Task to complete:
The expected output is every record below, transcribed exactly, with the pictures left out.

= = = =

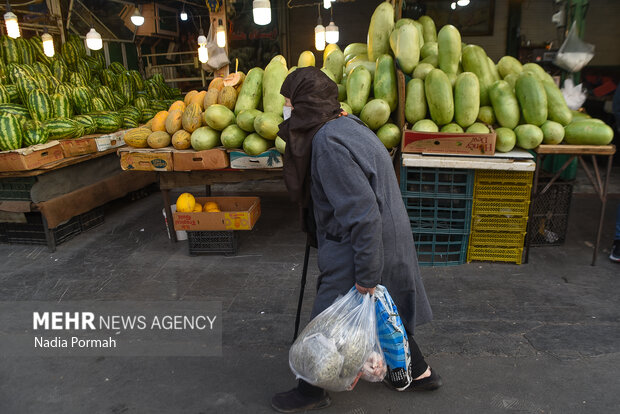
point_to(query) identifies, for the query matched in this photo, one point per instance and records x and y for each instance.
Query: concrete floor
(542, 337)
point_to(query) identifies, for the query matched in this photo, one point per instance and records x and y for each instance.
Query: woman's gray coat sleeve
(355, 208)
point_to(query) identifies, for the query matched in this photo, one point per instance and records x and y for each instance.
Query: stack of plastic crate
(439, 203)
(500, 214)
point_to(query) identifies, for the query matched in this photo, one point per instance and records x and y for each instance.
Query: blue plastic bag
(393, 340)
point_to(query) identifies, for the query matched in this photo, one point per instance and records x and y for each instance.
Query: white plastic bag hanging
(340, 345)
(574, 53)
(217, 55)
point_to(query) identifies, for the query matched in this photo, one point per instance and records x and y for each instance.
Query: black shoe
(294, 401)
(615, 252)
(429, 383)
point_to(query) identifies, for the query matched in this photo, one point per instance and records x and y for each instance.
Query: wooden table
(63, 207)
(175, 179)
(579, 152)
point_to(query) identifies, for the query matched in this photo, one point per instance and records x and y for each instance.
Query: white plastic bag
(340, 345)
(574, 96)
(574, 53)
(217, 55)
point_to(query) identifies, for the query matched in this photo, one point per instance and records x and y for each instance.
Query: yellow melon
(189, 96)
(158, 139)
(210, 98)
(136, 137)
(216, 83)
(234, 79)
(227, 97)
(198, 99)
(173, 121)
(192, 118)
(177, 105)
(159, 121)
(186, 203)
(181, 139)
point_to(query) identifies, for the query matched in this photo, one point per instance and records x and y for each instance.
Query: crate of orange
(216, 213)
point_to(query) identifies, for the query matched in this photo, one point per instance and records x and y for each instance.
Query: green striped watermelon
(82, 98)
(59, 69)
(70, 54)
(10, 132)
(61, 106)
(13, 93)
(138, 82)
(37, 46)
(106, 94)
(117, 67)
(34, 133)
(77, 79)
(65, 89)
(28, 55)
(5, 97)
(79, 44)
(10, 52)
(61, 128)
(99, 105)
(15, 109)
(87, 121)
(42, 69)
(39, 105)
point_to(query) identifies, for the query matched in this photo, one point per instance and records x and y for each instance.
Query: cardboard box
(31, 158)
(237, 213)
(190, 160)
(448, 143)
(78, 146)
(113, 140)
(146, 159)
(268, 159)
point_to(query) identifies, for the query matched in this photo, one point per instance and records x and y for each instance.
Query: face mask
(286, 112)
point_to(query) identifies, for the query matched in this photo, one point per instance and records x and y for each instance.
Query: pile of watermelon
(71, 94)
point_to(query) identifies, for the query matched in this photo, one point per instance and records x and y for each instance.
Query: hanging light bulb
(48, 44)
(220, 34)
(93, 40)
(137, 18)
(331, 33)
(261, 10)
(10, 20)
(203, 54)
(202, 39)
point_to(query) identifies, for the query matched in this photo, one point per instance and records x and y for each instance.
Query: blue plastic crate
(437, 182)
(439, 214)
(441, 249)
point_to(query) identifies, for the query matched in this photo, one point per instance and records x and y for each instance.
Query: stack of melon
(238, 111)
(455, 87)
(71, 94)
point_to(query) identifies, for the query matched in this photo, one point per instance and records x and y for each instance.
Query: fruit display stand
(443, 195)
(169, 180)
(59, 200)
(598, 181)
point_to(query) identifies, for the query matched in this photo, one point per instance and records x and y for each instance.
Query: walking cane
(301, 290)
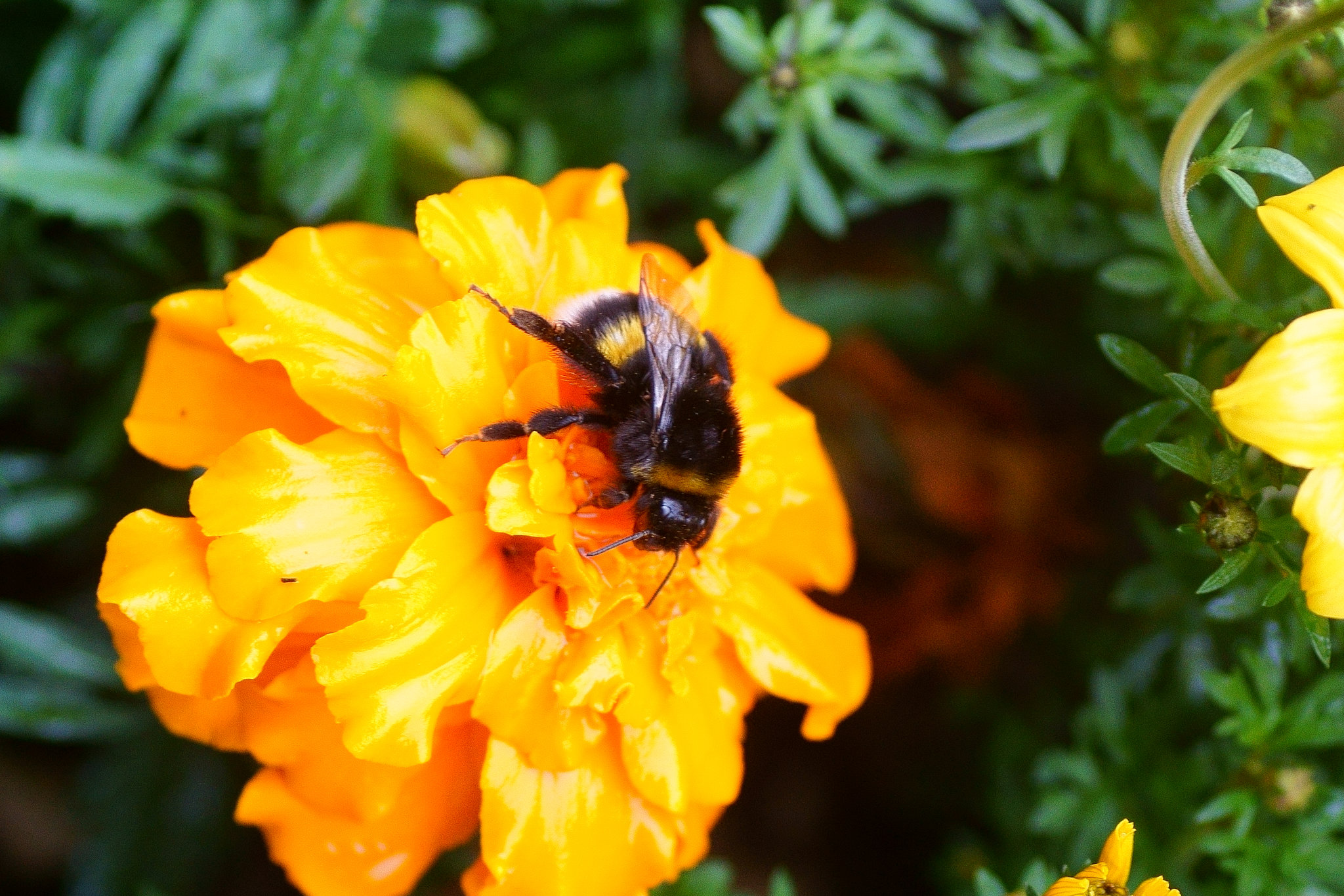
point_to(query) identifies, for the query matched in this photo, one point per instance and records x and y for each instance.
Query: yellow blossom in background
(1290, 399)
(413, 645)
(1110, 875)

= = = =

Task response:
point_to(query) identifies, for the query matched in this photo, one point per instance and records x and y for each instance.
Query: concrete floor
(542, 337)
point_to(query) identifies, for the query matched in this photo, one point per instance and records x and y for each instance.
Query: woman's gray coat sleeve
(355, 208)
point_to(query) identifies, for the query matched in this photo, one point per instance and records x and y for each instance.
Query: stack of plastic crate
(439, 203)
(500, 214)
point_to(query) identifies, for the query matched in this photo, one point per instance and records x and y for each instance.
Query: blue plastic bag
(393, 340)
point_to(query) identifies, for the query matched in this photo, one point per instance and records x and y for each instance.
Query: white plastic bag hanging
(340, 345)
(574, 53)
(217, 55)
point_to(query) identifies, for the query matched in this photo, one point per instance and records x and y for each instance.
Query: black shoe
(294, 401)
(615, 252)
(429, 383)
point_to(query) identifies, for the query matched in this photo, one point per instance and records x and y for each instance.
Query: wooden table
(63, 207)
(175, 179)
(579, 152)
point_to(query) identifies, for the query matched in this photo, one point per instance and records x and y for each instance.
Query: white plastic bag
(340, 345)
(574, 96)
(574, 53)
(217, 55)
point_to(query) identifies, for the query matched in this photo, one point per instance and records x and y for each instance.
Query: yellow melon
(189, 96)
(158, 139)
(210, 98)
(136, 137)
(216, 83)
(234, 79)
(227, 97)
(198, 99)
(173, 121)
(192, 118)
(177, 105)
(159, 121)
(186, 203)
(181, 139)
point_to(query) identifies, for the query matched in this photo, one point per instance and records x and y for each instance.
Query: crate of orange
(216, 213)
point_to(query) identifies, for the query matched in this photo, one point per instance and records x and y for each instance.
Query: green striped watermelon
(82, 98)
(59, 69)
(70, 54)
(10, 132)
(61, 106)
(13, 93)
(138, 82)
(37, 46)
(106, 94)
(117, 67)
(34, 133)
(77, 79)
(65, 89)
(28, 55)
(5, 97)
(79, 44)
(10, 52)
(61, 128)
(99, 105)
(15, 109)
(87, 121)
(42, 69)
(39, 105)
point_to(query) identifies, for the query matched in this photo, one point per instance and records x and y for each instance.
Query: cardboard box
(31, 158)
(237, 213)
(190, 160)
(448, 143)
(78, 146)
(113, 140)
(146, 159)
(268, 159)
point_to(query) identifies, for the query matched in this photo, one point per instance and records x and y for each instance.
Query: face mask
(286, 112)
point_to(query) identifies, for the query matched in this photo, one point per instance and records x and y for each instance.
Query: pile of watermelon
(71, 94)
point_to(query) identifies, for the query matched in this photo, one point per instance and records x and y for each instance.
Query: hanging light bulb
(48, 44)
(220, 34)
(93, 40)
(137, 18)
(331, 33)
(261, 10)
(10, 20)
(203, 54)
(202, 39)
point_to(query) identifies, for the query matched in this photo, one point per instance and records x and y for each instance.
Query: blue plastic crate
(437, 182)
(439, 214)
(441, 249)
point_to(query) identifies, for the query matched in this photo, one point per instance and records x and y for each instance.
Query: stack of melon
(238, 111)
(455, 87)
(71, 94)
point_to(query) identifies, for the query matched in this photo, one point per instance and records x and y for each instance.
Query: fruit display stand
(443, 195)
(169, 180)
(59, 200)
(598, 181)
point_to(query) identifies, for the query matched in this photo, one point per instance and records x and y for each instance.
Query: walking cane
(301, 290)
point_to(query) identifies, for the query matched in this photo, one point per instance and records x and y for each instance.
Query: yellow blossom in background
(1290, 399)
(413, 645)
(1110, 875)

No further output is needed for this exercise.